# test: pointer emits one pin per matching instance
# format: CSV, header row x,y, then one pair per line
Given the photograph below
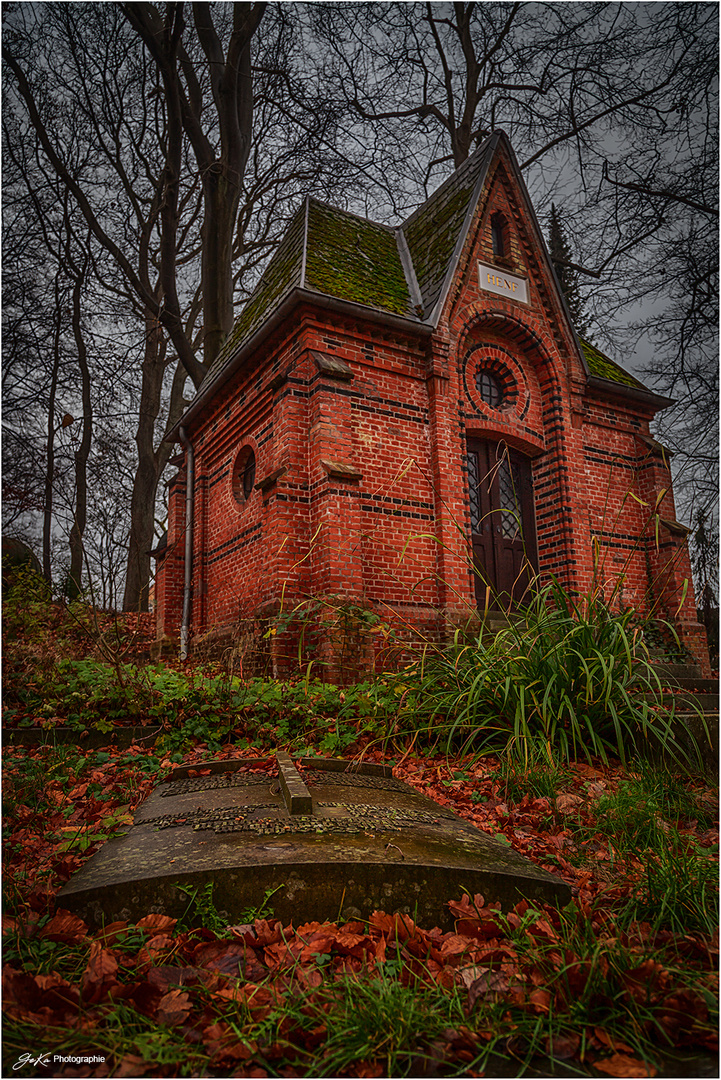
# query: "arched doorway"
x,y
502,522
◇ ◇ ◇ ◇ ◇ ◇ ◇
#### [Work to be completed]
Please recast every line of the material above as a Markdown table with columns headed "Row" and "Line," giving each line a row number, skipping blank lines, and leaving the pictures out.

#### [Exercise response]
| Row | Line |
|---|---|
| 1 | # test: pointer emits one pin per matching instance |
| 2 | # format: CSV, header row x,y, then one pair per line |
| 3 | Given the photograph below |
| 4 | # query: "arched doorway" |
| 5 | x,y |
| 6 | 502,522 |